=== Stated goal ===
Lines before the one containing "In the photo above, where can the blurred" are excluded; reproduce that line and all lines after it in the entries below, exactly.

=== Provided records ===
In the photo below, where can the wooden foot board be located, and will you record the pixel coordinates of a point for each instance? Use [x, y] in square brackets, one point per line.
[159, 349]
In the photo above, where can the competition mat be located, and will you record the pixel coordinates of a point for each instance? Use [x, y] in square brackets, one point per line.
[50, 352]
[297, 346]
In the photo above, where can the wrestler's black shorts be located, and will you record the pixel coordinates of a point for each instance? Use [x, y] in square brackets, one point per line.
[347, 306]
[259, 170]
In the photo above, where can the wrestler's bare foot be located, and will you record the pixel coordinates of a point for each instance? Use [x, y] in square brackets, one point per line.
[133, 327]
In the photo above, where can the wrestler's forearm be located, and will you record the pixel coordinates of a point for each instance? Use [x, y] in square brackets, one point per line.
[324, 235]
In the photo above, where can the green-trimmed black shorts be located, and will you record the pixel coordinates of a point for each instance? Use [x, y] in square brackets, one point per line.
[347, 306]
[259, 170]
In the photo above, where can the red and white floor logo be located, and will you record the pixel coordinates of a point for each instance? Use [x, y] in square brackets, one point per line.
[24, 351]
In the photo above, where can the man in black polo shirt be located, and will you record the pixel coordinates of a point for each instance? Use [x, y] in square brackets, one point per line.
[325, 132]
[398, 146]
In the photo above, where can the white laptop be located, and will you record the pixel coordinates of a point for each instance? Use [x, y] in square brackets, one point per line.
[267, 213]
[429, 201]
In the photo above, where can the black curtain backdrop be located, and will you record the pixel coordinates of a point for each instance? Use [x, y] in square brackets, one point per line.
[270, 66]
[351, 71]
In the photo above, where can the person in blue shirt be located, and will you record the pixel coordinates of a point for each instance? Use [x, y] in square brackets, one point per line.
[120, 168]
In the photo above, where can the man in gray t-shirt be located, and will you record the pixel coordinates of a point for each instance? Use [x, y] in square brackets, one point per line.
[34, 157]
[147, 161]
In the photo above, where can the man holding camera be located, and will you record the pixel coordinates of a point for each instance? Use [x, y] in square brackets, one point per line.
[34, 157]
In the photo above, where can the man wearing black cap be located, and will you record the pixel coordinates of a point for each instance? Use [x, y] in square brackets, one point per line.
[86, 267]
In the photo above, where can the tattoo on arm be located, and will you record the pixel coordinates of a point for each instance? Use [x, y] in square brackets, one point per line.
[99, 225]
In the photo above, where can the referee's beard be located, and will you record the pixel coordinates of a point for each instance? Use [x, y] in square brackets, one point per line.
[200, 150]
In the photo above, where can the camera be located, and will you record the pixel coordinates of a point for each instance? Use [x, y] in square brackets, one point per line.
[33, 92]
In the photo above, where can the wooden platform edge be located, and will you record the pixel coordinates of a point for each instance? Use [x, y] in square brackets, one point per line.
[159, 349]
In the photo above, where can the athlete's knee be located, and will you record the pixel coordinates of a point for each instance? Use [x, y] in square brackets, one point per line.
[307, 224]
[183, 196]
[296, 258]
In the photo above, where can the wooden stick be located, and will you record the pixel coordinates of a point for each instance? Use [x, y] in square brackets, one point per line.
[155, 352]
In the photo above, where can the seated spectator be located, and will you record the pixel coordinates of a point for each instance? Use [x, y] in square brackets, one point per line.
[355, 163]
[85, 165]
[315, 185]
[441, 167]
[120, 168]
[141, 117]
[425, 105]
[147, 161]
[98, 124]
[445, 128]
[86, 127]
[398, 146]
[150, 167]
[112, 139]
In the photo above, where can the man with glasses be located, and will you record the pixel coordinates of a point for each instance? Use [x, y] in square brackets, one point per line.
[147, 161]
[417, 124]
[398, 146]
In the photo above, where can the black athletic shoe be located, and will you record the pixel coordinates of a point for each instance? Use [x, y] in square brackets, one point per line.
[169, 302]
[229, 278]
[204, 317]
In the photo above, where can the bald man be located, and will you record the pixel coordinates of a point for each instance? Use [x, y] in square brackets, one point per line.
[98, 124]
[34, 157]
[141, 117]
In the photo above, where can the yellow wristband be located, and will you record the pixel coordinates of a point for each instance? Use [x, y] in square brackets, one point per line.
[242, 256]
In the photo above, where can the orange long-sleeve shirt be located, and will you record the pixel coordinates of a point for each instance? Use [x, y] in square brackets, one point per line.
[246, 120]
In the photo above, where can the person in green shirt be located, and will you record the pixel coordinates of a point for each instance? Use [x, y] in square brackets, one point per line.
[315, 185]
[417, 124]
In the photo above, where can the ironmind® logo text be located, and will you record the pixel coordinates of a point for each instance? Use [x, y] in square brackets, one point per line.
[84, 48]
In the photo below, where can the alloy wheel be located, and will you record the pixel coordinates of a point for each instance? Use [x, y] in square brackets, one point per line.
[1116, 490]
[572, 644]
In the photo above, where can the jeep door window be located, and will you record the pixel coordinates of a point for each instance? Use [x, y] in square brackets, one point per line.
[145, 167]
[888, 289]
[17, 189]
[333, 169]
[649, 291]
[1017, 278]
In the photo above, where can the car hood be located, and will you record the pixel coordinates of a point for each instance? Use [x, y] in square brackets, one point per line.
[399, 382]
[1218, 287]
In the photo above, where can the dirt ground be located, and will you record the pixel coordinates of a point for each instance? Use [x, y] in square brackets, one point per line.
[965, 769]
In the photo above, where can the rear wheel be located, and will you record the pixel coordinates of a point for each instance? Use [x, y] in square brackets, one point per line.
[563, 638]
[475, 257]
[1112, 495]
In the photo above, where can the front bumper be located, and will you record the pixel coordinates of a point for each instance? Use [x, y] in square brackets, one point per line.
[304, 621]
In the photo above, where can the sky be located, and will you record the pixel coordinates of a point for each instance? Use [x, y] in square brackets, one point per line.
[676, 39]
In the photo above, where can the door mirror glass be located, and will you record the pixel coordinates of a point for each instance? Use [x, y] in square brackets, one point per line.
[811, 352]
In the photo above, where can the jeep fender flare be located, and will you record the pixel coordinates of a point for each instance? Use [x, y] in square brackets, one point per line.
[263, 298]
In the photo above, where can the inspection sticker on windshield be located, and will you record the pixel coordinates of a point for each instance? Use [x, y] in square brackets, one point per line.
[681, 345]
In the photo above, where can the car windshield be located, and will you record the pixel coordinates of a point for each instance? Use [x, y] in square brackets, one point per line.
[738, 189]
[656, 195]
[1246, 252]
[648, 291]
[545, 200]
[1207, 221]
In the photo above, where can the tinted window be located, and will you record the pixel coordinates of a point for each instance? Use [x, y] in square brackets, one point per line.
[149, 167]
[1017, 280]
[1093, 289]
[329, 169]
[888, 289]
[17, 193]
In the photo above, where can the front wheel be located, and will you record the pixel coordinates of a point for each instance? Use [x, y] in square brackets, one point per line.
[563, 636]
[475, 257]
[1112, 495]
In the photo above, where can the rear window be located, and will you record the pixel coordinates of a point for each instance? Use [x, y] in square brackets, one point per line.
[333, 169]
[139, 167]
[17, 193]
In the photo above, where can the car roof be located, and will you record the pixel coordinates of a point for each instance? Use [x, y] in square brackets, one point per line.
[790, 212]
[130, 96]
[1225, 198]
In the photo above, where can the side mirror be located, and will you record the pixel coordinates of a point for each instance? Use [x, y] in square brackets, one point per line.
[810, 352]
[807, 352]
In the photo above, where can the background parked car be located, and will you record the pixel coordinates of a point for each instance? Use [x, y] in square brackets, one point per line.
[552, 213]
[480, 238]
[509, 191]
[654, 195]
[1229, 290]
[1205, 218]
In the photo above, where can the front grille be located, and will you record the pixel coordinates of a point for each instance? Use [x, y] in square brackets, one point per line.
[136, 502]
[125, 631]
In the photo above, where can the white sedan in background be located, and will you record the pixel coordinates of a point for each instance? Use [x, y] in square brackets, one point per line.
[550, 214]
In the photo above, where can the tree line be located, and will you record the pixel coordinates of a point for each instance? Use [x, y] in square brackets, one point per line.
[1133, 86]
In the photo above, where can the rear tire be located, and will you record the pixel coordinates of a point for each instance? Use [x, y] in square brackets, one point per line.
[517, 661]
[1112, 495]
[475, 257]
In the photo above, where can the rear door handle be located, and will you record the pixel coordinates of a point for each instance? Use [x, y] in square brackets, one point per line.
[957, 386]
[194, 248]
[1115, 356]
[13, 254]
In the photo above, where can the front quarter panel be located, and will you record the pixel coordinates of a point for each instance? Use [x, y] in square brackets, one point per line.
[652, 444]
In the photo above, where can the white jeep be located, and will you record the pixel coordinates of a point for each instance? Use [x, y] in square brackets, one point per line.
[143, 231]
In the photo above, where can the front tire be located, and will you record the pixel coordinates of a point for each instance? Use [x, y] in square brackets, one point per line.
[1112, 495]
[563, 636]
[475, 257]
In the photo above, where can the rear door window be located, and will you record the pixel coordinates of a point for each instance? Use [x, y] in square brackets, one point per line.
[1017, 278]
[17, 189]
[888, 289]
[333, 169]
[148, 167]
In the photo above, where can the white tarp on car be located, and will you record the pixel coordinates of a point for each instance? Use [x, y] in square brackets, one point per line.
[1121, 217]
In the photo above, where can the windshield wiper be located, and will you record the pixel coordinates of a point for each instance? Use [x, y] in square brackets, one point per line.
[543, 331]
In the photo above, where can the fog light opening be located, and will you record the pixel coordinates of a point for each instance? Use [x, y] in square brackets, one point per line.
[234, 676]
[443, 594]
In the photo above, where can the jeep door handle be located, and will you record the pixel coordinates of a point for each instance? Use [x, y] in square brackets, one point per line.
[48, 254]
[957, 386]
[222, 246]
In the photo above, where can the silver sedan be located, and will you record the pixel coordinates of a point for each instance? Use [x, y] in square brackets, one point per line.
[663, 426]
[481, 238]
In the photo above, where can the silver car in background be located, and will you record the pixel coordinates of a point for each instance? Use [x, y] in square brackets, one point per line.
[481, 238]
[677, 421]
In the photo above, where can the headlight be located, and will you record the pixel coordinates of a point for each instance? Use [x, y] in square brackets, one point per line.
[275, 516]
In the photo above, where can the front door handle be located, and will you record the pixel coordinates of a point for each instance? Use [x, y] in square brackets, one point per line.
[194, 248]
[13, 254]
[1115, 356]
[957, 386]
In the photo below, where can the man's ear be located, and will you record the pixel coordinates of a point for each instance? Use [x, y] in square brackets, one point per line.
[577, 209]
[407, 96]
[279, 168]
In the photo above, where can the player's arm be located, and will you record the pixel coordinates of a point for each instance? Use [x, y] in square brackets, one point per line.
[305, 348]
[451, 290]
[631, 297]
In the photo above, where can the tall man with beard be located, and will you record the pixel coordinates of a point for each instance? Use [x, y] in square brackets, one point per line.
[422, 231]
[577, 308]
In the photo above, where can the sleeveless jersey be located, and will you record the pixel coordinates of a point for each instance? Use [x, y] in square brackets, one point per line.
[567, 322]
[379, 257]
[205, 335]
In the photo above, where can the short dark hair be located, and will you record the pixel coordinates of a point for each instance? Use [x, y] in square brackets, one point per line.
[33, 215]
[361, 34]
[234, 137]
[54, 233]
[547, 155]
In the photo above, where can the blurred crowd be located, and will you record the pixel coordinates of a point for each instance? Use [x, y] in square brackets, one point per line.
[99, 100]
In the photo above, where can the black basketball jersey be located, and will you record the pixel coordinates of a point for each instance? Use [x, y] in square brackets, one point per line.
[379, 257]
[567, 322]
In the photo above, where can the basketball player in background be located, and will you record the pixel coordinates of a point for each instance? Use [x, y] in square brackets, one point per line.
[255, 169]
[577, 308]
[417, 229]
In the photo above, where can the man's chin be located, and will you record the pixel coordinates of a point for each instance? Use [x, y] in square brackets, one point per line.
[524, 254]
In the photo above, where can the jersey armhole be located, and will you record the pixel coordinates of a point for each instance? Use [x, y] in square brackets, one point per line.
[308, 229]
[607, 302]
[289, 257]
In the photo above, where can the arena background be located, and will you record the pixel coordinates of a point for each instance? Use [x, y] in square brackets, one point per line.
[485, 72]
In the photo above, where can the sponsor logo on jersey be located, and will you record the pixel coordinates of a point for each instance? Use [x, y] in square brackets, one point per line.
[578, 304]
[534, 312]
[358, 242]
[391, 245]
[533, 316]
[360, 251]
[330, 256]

=== Answer for this exercise ===
In the photo above, where can the blurred crowd be located, and will you record the pixel coordinates of a point for each instance? Use [x, y] in square brackets, one point per line.
[99, 100]
In the photo above, where can the black basketball jersey be located, and will you record the pixel coordinates of a point for each instance? Use [x, y] in square brackets, one point per line.
[379, 257]
[567, 322]
In the photo above, where can the basketball player in background be located, and will you record the pixel coordinates of a point for each instance? Use [x, y] in square brackets, one point per line.
[255, 169]
[577, 308]
[417, 229]
In the photo above, where can the man's chin be located, and will you record the pixel coordinates of a point for each instance? Use [x, y] in square brackets, one point per line.
[524, 254]
In the photo above, where can the jersey armhole be located, and will you record the pixel coordinates of a point for each instance? Use [x, y] in square brackets, one point per line.
[308, 229]
[607, 302]
[289, 257]
In the photo above, where can the arena background be located, and will you record the pixel coordinates of a point for each instance? Use [x, y] in square brackets, one point per line.
[485, 72]
In the photo above, where can the sponsor logo on jersey be located, and will you record the pixel coordinates of a point for each instance? Use [x, y] in square brackets, one point per line.
[578, 304]
[534, 312]
[358, 242]
[391, 245]
[533, 316]
[360, 251]
[330, 256]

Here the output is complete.